[TEXT PASSAGE]
------------------------------------------------------------

How to get the image pairs for localization of Aachen dataset?

Question

How to get the image pairs for localization of Aachen dataset?

Closed this issue 4 years ago · 9 comments

Hi @mihaidusmanu, thanks so much for releasing the codes and implementation as well as evaluation metrics, and supports to make this repository very complete. I find the performance and the evaluation metrics of D2-Net quite interesting, especially on the localization with Aachen Day-Night datasets (https://data.ciirc.cvut.cz/public/projects/2020VisualLocalization/Aachen-Day-Night/).

D2-Net performance is very outstanding, and I have been interesting about the algorithm for a while. Here, I would like to reproduce the results using the visual localization benchmark . I am actually trying to select the good algorithm to perform the task (I will cite your paper accordingly).

My questions are about how to get the retrieval_list.txt and database_pairs_list.txt.

Did you get retrieval_list.txt from using NetVlad ? Specifically, did you extract the pair of the query image vs database image, following the demoRetrieval.m ? Did you retrieve the images using only the NetVlad features?
How did you get database_pairs_list.txt ? Did you get it by exhaustive matching between day images ?
I also notice that there is image_pairs_to_match.txt which contains the image pairs from Aachen dataset at visual localization benchmark's data preparation . Are the pairs between database and queries from this file to create the retrieval_list.txt ? And, can the pairs between database images be used for database_pairs_list.txt ?
Lastly, I am not sure if it is too much to ask. It would be great if you could release the text file for retrieval_list.txt and database_pairs_list.txt ?

Answer 1 · 2020-05-04T08:35:37.000Z

Please find my answers below:

For the query images, we have used NetVLAD to retrieve top K database images. More precisely, I used https://github.com/Relja/netvlad/blob/master/serialAllFeats.m to compute 4096 dimensional features for both queries and database images and simply picked the closest K database descriptors for each query image.

------------------------------------------------------------

[ENTRIES PROVIDED]
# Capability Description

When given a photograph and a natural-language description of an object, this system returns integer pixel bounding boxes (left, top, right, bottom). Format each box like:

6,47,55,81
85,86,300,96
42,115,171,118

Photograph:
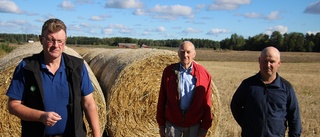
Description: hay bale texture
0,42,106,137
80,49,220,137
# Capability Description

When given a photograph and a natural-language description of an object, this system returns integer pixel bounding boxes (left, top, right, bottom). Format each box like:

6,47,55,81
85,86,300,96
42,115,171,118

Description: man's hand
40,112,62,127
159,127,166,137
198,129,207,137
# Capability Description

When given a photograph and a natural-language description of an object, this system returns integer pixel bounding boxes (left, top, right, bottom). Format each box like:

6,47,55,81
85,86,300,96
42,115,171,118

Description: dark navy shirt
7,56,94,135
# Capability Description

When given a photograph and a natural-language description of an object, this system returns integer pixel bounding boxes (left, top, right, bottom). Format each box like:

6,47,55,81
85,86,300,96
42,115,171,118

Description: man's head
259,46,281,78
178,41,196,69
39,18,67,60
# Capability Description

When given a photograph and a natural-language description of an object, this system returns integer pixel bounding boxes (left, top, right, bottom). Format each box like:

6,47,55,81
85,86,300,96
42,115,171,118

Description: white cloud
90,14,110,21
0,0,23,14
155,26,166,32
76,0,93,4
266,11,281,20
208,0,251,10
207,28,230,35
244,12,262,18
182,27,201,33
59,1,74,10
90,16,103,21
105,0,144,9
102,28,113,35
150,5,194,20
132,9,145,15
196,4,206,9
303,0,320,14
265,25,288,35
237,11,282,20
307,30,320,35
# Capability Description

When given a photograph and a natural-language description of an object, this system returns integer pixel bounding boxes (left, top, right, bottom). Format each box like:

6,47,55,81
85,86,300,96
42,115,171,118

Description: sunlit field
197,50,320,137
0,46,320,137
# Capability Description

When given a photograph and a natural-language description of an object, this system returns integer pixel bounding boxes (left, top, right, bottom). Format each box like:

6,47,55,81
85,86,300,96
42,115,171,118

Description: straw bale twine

------------------------------------------------------------

[EXERCISES TO COMPLETE]
a) Locate each line in the records that contains the string "bale", and copy those lines.
b) Write the next part of the forum thread on image pairs for Aachen localization, starting after its last sentence.
The records have no connection to the text.

[ANSWERS TO THE EXERCISES]
a)
Description: hay bale texture
Description: straw bale twine

b)
No, I do not use exhaustive matching. The dataset already provides poses for database images so I picked top 20 spatially nearby images for each database images - thus the number of database image pairs to match is around 20 x number of database images (supposing no overlap) which is significantly lower than exhaustive matching.
The files released at https://github.com/tsattler/visuallocalizationbenchmark/tree/master/local_feature_evaluation are only for the Local Features challenge (i.e. Aachen Night only). Do no use them for the other tracks since these pairs were manually retrieved.
Please find below the database to database pairs as well as query to database top 20 NetVLAD retrieved pairs.
query_to_database_pairs_to_match_20.txt
database_pairs_to_match.txt

Answer 2 · 2020-05-04T15:05:14.000Z

Thanks so much for the information. I have a few questions left:

In step 3 building 3D model , I wonder about how to initialize the sparse recon model as the input to colmap point_triangulator with camera parameters ?
Also, just to confirm if I should use the provided database.db from the visuallocalizationbenchmark as the db.db which is the input of modify_database_with_custom_features_and_matches.py ? It is a bit confusing for me because the Aachen day-night dataset also provides its own database (aachen.db https://data.ciirc.cvut.cz/public/projects/2020VisualLocalization/Aachen-Day-Night/).
How did you initialize the input database db.db ? Is db.db initialized by "colmap feature_extractor" and the camera parameters are given by database_intrinsics.txt from https://data.ciirc.cvut.cz/public/projects/2020VisualLocalization/Aachen-Day-Night/3D-models/ ? How did you get the camera intrinsics parameters for night images (both /milestone and /nexus) ?
Is the input database db.db to *modify_database_with_custom_features_and_matches.py in the step 2 the same one as the one in step 4 ( ref. visuallocalizationbenchmark ) ? Does this means that the results from Step 4. will be overwriting the one from Step 2. ?

Answer 3 · 2020-05-05T18:31:05.000Z

Here are my answers:

You need to provide an input empty reconstruction (containing points3D.txt - can be empty, cameras.txt, images.txt - does not need keypoints) to point_triangulator with the camera intrinsics and extrinsics. Please refer to the implementation at https://github.com/tsattler/visuallocalizationbenchmark/blob/master/local_feature_evaluation/reconstruction_pipeline.py for more details on how to create this reconstruction, notably the function generate_empty_reconstruction.
The database that comes with Aachen Day-Night at https://data.ciirc.cvut.cz/public/projects/2020VisualLocalization/Aachen-Day-Night/ contains SIFT features. Unless you plan on using them, there's no need to download it. The database available on the visuallocalizationbenchmark repository is an empty database containing only images and cameras. Please check that the camera parameters in the database are the same as in the reference reconstruction - if this is not the case, let me know.
The database db.db is manually built using the intrinsics from the reference reconstruction. The intrinsics for the query images are given at https://data.ciirc.cvut.cz/public/projects/2020VisualLocalization/Aachen-Day-Night/queries/. If you want to rebuild it, you will need to write a script that manually inserts cameras and images into a database using SQL statements.
Step 2 does database to database image matching while step 4 does query to database matching. Thus the two steps complement each other.

Answer 4 · 2020-05-06T07:45:57.000Z

Thank you so much for the answers. It is much clearer, now.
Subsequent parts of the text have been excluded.